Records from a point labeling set

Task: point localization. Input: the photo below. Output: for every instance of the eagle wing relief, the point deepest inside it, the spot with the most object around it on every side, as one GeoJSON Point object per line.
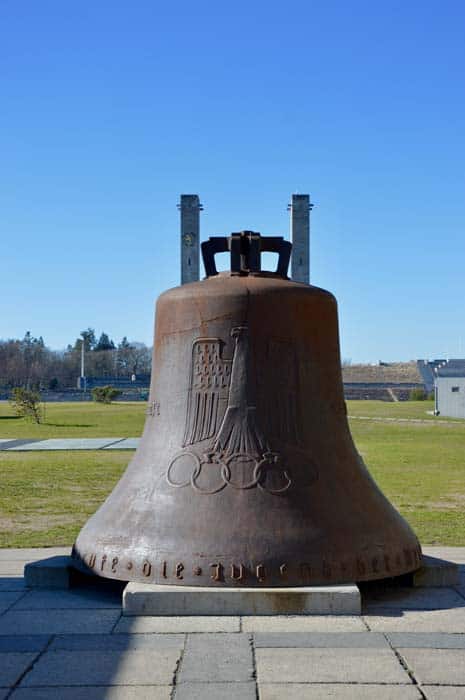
{"type": "Point", "coordinates": [208, 390]}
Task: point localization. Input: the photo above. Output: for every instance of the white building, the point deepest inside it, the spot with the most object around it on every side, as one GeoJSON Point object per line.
{"type": "Point", "coordinates": [449, 389]}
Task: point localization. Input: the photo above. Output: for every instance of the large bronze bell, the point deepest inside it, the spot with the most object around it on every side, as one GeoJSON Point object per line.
{"type": "Point", "coordinates": [246, 474]}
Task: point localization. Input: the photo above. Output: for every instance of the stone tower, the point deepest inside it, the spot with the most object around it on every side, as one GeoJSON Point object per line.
{"type": "Point", "coordinates": [300, 208]}
{"type": "Point", "coordinates": [190, 208]}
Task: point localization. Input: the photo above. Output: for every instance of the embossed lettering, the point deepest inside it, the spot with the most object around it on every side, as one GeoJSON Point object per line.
{"type": "Point", "coordinates": [218, 572]}
{"type": "Point", "coordinates": [237, 572]}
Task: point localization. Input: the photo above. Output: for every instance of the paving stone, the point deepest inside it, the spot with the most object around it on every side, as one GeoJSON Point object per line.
{"type": "Point", "coordinates": [443, 692]}
{"type": "Point", "coordinates": [436, 665]}
{"type": "Point", "coordinates": [300, 623]}
{"type": "Point", "coordinates": [318, 691]}
{"type": "Point", "coordinates": [56, 668]}
{"type": "Point", "coordinates": [217, 657]}
{"type": "Point", "coordinates": [8, 599]}
{"type": "Point", "coordinates": [26, 622]}
{"type": "Point", "coordinates": [12, 568]}
{"type": "Point", "coordinates": [127, 692]}
{"type": "Point", "coordinates": [329, 666]}
{"type": "Point", "coordinates": [13, 665]}
{"type": "Point", "coordinates": [417, 620]}
{"type": "Point", "coordinates": [125, 444]}
{"type": "Point", "coordinates": [34, 642]}
{"type": "Point", "coordinates": [413, 599]}
{"type": "Point", "coordinates": [217, 691]}
{"type": "Point", "coordinates": [53, 572]}
{"type": "Point", "coordinates": [360, 640]}
{"type": "Point", "coordinates": [10, 444]}
{"type": "Point", "coordinates": [436, 572]}
{"type": "Point", "coordinates": [12, 583]}
{"type": "Point", "coordinates": [32, 553]}
{"type": "Point", "coordinates": [116, 642]}
{"type": "Point", "coordinates": [424, 640]}
{"type": "Point", "coordinates": [65, 444]}
{"type": "Point", "coordinates": [157, 599]}
{"type": "Point", "coordinates": [136, 625]}
{"type": "Point", "coordinates": [78, 598]}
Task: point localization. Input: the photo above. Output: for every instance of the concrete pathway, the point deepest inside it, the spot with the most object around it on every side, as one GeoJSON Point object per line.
{"type": "Point", "coordinates": [28, 445]}
{"type": "Point", "coordinates": [62, 645]}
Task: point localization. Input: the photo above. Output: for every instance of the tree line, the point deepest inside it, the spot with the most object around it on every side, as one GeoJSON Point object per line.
{"type": "Point", "coordinates": [29, 363]}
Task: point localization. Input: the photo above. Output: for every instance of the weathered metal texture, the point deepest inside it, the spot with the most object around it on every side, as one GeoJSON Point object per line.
{"type": "Point", "coordinates": [247, 474]}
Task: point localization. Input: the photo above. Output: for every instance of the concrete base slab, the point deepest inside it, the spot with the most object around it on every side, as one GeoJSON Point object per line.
{"type": "Point", "coordinates": [153, 599]}
{"type": "Point", "coordinates": [436, 572]}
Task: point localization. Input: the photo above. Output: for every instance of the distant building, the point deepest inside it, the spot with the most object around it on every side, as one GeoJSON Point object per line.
{"type": "Point", "coordinates": [300, 208]}
{"type": "Point", "coordinates": [190, 209]}
{"type": "Point", "coordinates": [449, 389]}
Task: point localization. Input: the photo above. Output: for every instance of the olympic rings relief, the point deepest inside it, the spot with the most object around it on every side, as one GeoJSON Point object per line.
{"type": "Point", "coordinates": [261, 469]}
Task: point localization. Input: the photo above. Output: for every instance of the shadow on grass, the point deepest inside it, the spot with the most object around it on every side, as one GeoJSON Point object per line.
{"type": "Point", "coordinates": [393, 597]}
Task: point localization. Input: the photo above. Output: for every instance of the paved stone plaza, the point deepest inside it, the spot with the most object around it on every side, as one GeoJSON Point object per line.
{"type": "Point", "coordinates": [61, 644]}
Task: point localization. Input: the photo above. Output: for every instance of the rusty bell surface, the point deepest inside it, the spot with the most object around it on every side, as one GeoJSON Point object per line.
{"type": "Point", "coordinates": [246, 474]}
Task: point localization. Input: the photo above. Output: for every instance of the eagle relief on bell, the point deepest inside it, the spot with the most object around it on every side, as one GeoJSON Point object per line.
{"type": "Point", "coordinates": [246, 474]}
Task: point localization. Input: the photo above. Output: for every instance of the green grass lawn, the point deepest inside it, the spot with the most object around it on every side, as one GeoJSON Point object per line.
{"type": "Point", "coordinates": [76, 419]}
{"type": "Point", "coordinates": [47, 496]}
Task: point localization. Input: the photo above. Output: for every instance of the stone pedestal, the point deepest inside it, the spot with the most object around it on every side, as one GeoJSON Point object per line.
{"type": "Point", "coordinates": [149, 599]}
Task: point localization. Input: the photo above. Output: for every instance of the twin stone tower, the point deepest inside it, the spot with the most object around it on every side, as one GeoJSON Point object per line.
{"type": "Point", "coordinates": [299, 207]}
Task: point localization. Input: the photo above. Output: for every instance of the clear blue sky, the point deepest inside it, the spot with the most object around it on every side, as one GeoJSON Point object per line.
{"type": "Point", "coordinates": [109, 110]}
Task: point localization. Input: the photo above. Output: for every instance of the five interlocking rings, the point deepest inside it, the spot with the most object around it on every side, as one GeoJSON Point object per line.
{"type": "Point", "coordinates": [261, 467]}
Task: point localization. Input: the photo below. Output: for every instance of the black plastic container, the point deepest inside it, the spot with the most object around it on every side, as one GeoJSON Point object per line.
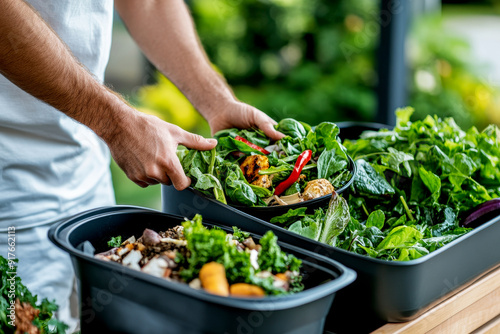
{"type": "Point", "coordinates": [384, 290]}
{"type": "Point", "coordinates": [117, 299]}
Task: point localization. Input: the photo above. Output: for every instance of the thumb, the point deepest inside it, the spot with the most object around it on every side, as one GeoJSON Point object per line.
{"type": "Point", "coordinates": [197, 142]}
{"type": "Point", "coordinates": [270, 131]}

[AIM OF THE EXERCISE] Rewrite the lines from the one containing "of the five" through the end of the records, substituting "the spot farthest from every edge" for "the spot with the most object around it on every side" and changing nothing else. Omit the pictures from your answer.

[REPLY TO THE EXERCISE]
Task: point localization. Input: the photo above. Output: for every instance of the five interlocking rings, the point deepest inside it, the spot farthest from every edge, as one GeoJSON Point object per line.
{"type": "Point", "coordinates": [261, 467]}
Task: point localization. Input: the photo below. Output: for every instance of the black plastic container, the point deepest inside it, the spot farthest from every edge, as one GeoJSON Point object per line.
{"type": "Point", "coordinates": [384, 290]}
{"type": "Point", "coordinates": [117, 299]}
Task: point localization. Input: the photo above. Output: for every instance of the thumb, the point deepest inside it, the spot farthest from every edge, as one GeoJSON Point object per line.
{"type": "Point", "coordinates": [197, 142]}
{"type": "Point", "coordinates": [270, 131]}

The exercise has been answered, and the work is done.